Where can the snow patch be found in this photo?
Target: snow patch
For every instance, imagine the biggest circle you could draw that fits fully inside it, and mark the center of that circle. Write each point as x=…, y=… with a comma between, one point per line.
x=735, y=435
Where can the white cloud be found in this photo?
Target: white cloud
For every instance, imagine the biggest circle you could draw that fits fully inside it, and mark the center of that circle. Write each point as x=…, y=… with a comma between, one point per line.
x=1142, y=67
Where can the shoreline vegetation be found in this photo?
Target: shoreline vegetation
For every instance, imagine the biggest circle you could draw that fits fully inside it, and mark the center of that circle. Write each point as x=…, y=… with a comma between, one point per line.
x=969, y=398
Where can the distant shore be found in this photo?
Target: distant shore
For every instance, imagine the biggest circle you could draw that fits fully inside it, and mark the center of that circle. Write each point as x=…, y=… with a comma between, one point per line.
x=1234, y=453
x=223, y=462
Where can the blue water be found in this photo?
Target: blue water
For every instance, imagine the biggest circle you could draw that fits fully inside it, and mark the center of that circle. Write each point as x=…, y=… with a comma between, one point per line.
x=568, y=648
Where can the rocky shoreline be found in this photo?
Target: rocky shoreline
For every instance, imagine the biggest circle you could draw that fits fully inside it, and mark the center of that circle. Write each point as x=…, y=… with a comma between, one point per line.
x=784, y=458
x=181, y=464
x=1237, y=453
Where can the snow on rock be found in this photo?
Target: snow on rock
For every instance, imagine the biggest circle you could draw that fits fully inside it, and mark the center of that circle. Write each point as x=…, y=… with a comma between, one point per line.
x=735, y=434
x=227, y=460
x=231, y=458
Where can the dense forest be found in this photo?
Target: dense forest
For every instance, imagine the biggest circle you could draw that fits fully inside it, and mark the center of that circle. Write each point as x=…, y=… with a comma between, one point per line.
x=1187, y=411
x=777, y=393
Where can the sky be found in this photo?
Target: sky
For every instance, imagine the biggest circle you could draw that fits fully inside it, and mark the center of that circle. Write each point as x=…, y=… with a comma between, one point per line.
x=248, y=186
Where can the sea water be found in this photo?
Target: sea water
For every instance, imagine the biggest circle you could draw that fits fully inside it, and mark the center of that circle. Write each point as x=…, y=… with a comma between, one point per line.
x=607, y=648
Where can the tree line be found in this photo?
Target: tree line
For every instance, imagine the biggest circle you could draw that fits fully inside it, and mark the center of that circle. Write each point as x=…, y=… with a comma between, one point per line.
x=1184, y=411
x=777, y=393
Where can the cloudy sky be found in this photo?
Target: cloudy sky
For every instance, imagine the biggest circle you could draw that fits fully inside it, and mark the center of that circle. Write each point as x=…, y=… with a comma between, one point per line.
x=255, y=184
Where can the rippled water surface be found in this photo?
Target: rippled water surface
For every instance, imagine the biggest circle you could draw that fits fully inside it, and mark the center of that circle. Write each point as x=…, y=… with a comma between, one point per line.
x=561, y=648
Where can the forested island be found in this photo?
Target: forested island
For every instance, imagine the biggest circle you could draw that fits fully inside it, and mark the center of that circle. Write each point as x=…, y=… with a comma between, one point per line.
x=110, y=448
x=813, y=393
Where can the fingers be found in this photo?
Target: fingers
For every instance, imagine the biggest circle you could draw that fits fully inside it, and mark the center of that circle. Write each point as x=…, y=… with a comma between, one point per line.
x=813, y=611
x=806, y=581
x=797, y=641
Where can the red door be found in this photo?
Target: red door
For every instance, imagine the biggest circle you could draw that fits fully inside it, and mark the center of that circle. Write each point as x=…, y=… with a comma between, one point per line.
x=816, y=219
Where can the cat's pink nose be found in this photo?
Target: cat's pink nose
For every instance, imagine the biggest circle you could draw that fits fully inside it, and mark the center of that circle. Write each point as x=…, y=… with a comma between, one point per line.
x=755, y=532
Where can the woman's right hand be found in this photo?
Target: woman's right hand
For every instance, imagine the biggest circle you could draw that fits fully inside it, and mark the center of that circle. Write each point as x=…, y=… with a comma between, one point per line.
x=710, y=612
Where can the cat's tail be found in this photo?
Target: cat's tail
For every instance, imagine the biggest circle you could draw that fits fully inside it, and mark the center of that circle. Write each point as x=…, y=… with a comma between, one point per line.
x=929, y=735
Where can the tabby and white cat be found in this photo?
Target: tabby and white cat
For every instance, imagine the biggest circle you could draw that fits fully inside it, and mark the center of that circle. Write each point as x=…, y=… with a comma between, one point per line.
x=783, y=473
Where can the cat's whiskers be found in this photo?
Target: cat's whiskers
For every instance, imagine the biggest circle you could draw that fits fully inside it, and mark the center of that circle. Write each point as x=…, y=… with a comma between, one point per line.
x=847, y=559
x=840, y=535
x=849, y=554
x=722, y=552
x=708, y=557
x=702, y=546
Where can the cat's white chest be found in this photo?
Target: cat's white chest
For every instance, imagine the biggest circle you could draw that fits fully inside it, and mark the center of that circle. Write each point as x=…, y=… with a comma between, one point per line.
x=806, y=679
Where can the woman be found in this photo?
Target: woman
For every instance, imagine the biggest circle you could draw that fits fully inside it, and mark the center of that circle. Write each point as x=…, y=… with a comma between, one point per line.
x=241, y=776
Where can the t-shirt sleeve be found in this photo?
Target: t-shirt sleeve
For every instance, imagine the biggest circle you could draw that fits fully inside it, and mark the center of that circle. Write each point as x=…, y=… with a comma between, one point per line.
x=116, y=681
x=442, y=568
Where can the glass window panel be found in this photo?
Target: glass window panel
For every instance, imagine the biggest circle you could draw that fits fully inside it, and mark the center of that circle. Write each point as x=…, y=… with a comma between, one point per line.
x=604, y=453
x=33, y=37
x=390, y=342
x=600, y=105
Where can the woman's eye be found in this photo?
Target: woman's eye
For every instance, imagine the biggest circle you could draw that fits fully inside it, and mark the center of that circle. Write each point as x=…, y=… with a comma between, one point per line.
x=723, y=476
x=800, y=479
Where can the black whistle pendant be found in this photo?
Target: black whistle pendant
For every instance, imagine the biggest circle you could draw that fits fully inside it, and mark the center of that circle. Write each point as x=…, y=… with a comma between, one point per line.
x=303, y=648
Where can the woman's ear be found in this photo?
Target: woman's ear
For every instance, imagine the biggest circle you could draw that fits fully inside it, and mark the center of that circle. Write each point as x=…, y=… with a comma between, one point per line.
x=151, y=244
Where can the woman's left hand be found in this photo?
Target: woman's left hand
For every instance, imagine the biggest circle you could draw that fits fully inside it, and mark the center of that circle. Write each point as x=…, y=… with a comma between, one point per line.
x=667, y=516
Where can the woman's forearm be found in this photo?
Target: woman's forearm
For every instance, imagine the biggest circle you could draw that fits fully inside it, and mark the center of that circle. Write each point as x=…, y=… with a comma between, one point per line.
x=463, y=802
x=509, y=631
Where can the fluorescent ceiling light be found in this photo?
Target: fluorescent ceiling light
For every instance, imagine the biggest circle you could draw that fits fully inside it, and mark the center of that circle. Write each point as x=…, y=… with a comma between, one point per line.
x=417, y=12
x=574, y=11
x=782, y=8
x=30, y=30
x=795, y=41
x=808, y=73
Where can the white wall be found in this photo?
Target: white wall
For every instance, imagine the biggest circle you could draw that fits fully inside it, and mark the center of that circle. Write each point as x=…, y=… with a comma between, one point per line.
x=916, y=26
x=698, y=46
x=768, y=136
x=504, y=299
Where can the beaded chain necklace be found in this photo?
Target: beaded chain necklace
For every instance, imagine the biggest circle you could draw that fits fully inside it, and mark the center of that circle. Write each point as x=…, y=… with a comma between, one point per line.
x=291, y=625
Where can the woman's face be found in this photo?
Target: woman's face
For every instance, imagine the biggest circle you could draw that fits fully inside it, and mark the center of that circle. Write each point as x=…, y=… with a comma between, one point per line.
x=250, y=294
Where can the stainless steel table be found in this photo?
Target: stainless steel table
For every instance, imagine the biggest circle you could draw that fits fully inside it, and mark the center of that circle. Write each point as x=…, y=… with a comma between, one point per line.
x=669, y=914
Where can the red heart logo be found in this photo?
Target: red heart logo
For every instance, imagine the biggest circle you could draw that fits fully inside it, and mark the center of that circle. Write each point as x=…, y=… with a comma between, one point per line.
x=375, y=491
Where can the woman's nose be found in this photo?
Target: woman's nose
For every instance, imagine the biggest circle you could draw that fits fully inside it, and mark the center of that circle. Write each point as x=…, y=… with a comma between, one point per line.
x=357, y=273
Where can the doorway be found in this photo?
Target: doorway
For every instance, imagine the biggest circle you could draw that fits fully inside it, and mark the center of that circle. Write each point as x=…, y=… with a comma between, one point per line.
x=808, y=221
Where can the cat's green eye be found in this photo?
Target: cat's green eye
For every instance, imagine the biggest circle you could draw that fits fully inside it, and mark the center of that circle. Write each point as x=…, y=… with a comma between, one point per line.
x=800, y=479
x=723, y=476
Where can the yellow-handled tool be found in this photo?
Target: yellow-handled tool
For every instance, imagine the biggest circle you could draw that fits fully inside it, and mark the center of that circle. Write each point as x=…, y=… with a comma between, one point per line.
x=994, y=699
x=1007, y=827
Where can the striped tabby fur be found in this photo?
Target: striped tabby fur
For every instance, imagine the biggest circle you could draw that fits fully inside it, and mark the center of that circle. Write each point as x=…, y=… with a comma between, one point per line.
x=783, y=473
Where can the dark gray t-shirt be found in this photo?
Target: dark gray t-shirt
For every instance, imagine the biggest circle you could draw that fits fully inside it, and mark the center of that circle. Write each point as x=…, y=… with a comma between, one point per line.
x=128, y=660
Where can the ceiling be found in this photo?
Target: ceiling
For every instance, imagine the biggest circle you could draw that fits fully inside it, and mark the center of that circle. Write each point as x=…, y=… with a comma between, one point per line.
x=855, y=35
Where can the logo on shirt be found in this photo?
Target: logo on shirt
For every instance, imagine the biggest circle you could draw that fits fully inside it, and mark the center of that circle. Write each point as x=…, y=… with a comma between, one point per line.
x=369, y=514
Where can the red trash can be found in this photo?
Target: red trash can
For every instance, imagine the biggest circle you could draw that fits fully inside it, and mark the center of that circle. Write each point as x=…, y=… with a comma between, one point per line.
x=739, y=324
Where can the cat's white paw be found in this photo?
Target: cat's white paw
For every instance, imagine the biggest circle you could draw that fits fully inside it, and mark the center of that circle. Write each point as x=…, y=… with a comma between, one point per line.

━━━

Exercise =>
If a line comes after the one with "Where can the white cloud", leave it out; reproduce exactly every line of the material from the first up to and including that one.

Solved exercise =>
Where can the snow patch be found in this photo?
Target: snow patch
For every instance, imagine the biggest circle you could draw that fits fully inside it, and mark the center of that circle. Write each point as x=…, y=… with a comma between, one point per line.
x=735, y=435
Where can the white cloud be found in this photo?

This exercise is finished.